Leaving the pictures aside, transcribe every line below exactly.

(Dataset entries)
• • • •

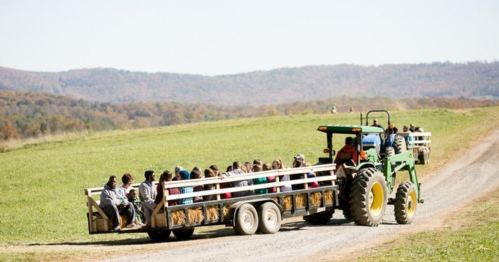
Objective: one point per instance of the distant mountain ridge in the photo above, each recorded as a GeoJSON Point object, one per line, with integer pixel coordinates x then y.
{"type": "Point", "coordinates": [470, 80]}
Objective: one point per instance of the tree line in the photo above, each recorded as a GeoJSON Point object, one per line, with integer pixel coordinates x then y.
{"type": "Point", "coordinates": [479, 80]}
{"type": "Point", "coordinates": [34, 114]}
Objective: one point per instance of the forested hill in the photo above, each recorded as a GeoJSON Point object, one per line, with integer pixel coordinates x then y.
{"type": "Point", "coordinates": [469, 80]}
{"type": "Point", "coordinates": [34, 114]}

• • • •

▸ **Response to this exercise**
Objective: one point per instance of the distant mountain ridge in the photo above, each recorded as a GeoJSON Point object, one per line, with integer pixel coordinates x then y.
{"type": "Point", "coordinates": [470, 80]}
Objective: one point per instance of the tree line in the photo above, each recorded as a GeoJSON Point object, one per line, with integer pixel coordinates x then y.
{"type": "Point", "coordinates": [479, 80]}
{"type": "Point", "coordinates": [34, 114]}
Objective: one point per instance of the forested hill in the photo above, each recorded as a GeoJSON Point object, one per line, with integer pixel coordinates x then y.
{"type": "Point", "coordinates": [469, 80]}
{"type": "Point", "coordinates": [34, 114]}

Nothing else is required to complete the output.